[Dataset entries]:
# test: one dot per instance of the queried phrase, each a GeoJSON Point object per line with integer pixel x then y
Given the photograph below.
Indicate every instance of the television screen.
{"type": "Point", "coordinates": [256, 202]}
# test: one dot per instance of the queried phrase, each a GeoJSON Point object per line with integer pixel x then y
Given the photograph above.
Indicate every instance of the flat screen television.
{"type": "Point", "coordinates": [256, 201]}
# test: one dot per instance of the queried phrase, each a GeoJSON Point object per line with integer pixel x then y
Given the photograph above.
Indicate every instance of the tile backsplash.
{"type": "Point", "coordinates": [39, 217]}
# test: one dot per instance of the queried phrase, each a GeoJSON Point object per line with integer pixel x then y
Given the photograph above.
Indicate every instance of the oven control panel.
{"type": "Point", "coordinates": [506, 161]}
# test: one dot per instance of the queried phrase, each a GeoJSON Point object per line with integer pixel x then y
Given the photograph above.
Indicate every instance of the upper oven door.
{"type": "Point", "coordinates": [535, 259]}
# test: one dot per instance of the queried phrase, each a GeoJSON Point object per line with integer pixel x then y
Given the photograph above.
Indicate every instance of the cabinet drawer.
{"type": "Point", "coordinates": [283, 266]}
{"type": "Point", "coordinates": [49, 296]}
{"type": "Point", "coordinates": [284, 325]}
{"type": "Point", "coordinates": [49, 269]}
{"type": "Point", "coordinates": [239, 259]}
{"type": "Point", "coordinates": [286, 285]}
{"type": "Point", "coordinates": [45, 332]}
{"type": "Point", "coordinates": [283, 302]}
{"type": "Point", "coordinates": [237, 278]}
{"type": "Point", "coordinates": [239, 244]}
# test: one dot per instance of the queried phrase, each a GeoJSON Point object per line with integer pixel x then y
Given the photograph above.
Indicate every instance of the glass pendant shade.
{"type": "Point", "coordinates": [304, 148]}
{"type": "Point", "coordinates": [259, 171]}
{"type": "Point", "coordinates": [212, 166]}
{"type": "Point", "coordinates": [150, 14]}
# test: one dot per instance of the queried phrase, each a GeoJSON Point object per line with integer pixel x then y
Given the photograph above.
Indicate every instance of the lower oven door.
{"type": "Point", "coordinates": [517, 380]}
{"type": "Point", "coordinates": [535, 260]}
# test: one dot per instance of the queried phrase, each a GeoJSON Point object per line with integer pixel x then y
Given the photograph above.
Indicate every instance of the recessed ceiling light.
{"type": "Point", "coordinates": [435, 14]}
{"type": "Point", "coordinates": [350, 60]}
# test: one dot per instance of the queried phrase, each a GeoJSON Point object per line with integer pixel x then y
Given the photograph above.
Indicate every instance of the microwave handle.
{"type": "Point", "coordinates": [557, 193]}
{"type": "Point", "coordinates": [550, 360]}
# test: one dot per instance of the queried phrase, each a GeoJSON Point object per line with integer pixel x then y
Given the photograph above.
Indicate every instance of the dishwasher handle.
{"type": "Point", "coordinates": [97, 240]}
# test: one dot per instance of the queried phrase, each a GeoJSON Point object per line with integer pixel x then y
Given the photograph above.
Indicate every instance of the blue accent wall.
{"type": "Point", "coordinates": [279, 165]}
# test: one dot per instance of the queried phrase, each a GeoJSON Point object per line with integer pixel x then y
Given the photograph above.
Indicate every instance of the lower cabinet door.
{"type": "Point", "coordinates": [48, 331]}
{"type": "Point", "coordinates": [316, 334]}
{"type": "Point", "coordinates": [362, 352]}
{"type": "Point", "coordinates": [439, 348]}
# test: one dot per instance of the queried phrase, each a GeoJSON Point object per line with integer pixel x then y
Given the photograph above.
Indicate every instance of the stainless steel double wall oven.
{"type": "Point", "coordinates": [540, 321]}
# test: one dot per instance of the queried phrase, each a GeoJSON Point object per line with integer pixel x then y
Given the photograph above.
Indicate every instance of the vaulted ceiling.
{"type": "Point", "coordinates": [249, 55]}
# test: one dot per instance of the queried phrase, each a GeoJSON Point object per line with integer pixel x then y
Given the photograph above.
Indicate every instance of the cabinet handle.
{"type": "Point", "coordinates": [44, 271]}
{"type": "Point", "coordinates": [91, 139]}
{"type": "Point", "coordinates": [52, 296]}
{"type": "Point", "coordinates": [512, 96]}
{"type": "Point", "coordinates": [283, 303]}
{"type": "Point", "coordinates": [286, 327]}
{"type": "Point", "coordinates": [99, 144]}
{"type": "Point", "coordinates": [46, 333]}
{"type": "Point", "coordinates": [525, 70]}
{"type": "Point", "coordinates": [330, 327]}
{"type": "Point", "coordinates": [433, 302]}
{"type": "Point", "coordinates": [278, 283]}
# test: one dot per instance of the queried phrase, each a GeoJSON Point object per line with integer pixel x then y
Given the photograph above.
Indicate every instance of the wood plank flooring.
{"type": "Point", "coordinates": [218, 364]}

[Given exercise]: Would you write down every record again, exactly?

[Response to the exercise]:
# test: one dot per instance of the queried phrase, each a GeoJSON Point object per line with integer pixel x then y
Given the photograph below.
Indicate every instance of the television screen.
{"type": "Point", "coordinates": [256, 202]}
# test: one dot per instance of the queried phrase, each a GeoJSON Point object per line with integer pixel x then y
Given the photograph above.
Indicate every instance of the flat screen television.
{"type": "Point", "coordinates": [256, 201]}
# test: one dot per instance of the queried phrase, each a GeoJSON Point object per line with integer pixel x then y
Given the photograph above.
Indicate every instance of the tile backsplash.
{"type": "Point", "coordinates": [39, 217]}
# test: one dot per instance of the queried phrase, each a GeoJSON Point object per line with integer pixel x then y
Given the photograph above.
Indicate every instance of the oven control panel.
{"type": "Point", "coordinates": [506, 161]}
# test: one dot per instance of the queried phrase, each a GeoJSON Point object per line with integer pixel x then y
Given the photograph above.
Indicate every instance of the upper oven door.
{"type": "Point", "coordinates": [535, 259]}
# test: one dot per instance of the queried phrase, each a GeoJSON Point object per line with integer pixel x then y
Given the photograph above.
Indicate every instance of the cabinet drawer.
{"type": "Point", "coordinates": [283, 266]}
{"type": "Point", "coordinates": [49, 296]}
{"type": "Point", "coordinates": [284, 325]}
{"type": "Point", "coordinates": [49, 269]}
{"type": "Point", "coordinates": [239, 259]}
{"type": "Point", "coordinates": [286, 285]}
{"type": "Point", "coordinates": [45, 332]}
{"type": "Point", "coordinates": [283, 302]}
{"type": "Point", "coordinates": [237, 278]}
{"type": "Point", "coordinates": [239, 244]}
# test: one dot per instance of the queried phrase, each a GeoJSON Point object per line with integer pixel x then y
Given the photograph above.
Indicate every instance of the glass pendant shade.
{"type": "Point", "coordinates": [304, 148]}
{"type": "Point", "coordinates": [259, 171]}
{"type": "Point", "coordinates": [212, 166]}
{"type": "Point", "coordinates": [150, 14]}
# test: one dot per instance of the queried phrase, each a GeoJSON Point object per line with integer pixel x then y
Given the photograph above.
Indicate every instance of the lower oven door.
{"type": "Point", "coordinates": [517, 380]}
{"type": "Point", "coordinates": [535, 260]}
# test: one dot per instance of the queried phrase, each a GeoJSON Point object per line with integer pixel x then y
Given the photograph above.
Indicate every instance of the recessed ceiling light.
{"type": "Point", "coordinates": [435, 14]}
{"type": "Point", "coordinates": [350, 60]}
# test: one dot per instance of the queried phrase, each a GeoJSON Point object per line with integer pixel x then y
Given the photograph above.
Indicate every instance of the microwave handle.
{"type": "Point", "coordinates": [557, 193]}
{"type": "Point", "coordinates": [550, 360]}
# test: one dot per instance of the queried phrase, each a GeoJSON Point object per line with integer pixel x then y
Given the photograph above.
Indicate every instance of the dishwasher handle.
{"type": "Point", "coordinates": [97, 240]}
# test: one dot per instance of the queried phrase, each a GeoJSON Point object per line with integer pixel x then y
Given the photograph above.
Indicate every instance of the blue accent wall.
{"type": "Point", "coordinates": [279, 165]}
# test: one dot per instance of the queried phrase, each a GeoJSON Point object per line with integer pixel x then y
Given the photograph above.
Indicate every instance of the lower cabinet door.
{"type": "Point", "coordinates": [48, 331]}
{"type": "Point", "coordinates": [316, 334]}
{"type": "Point", "coordinates": [362, 352]}
{"type": "Point", "coordinates": [439, 348]}
# test: one dot per instance of the queried phrase, each a GeoJSON Point object per line with integer pixel x then y
Given the photograph above.
Indicate every instance of the stainless steel double wall oven.
{"type": "Point", "coordinates": [540, 321]}
# test: one dot per instance of the queried phrase, each a GeoJSON Point object per line with integer pixel x then y
Given the photograph above.
Indicate every instance of the vaulted ceiling.
{"type": "Point", "coordinates": [249, 55]}
# test: one dot per instance of the queried phrase, each a GeoJSON Point object per line with integer pixel x then y
Given the photograph above.
Indicate every instance of the cabinet handle.
{"type": "Point", "coordinates": [44, 271]}
{"type": "Point", "coordinates": [91, 139]}
{"type": "Point", "coordinates": [52, 296]}
{"type": "Point", "coordinates": [512, 96]}
{"type": "Point", "coordinates": [283, 303]}
{"type": "Point", "coordinates": [286, 327]}
{"type": "Point", "coordinates": [99, 144]}
{"type": "Point", "coordinates": [46, 333]}
{"type": "Point", "coordinates": [525, 70]}
{"type": "Point", "coordinates": [330, 327]}
{"type": "Point", "coordinates": [433, 302]}
{"type": "Point", "coordinates": [278, 283]}
# test: one dot per instance of the queried phrase, each a GeoJSON Point object per line with integer pixel x then y
Given the photograph above.
Indicate every instance of the wood plank flooring.
{"type": "Point", "coordinates": [218, 364]}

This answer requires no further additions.